_Work item_
The data is to be retyped in full, exactly.

- - -

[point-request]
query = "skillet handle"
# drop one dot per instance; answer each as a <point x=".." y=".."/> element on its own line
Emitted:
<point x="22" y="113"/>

- - -

_Written response_
[point-request]
query = "skillet handle"
# drop one dot per instance; answer each as a <point x=".." y=".."/> element on its own line
Emitted:
<point x="22" y="113"/>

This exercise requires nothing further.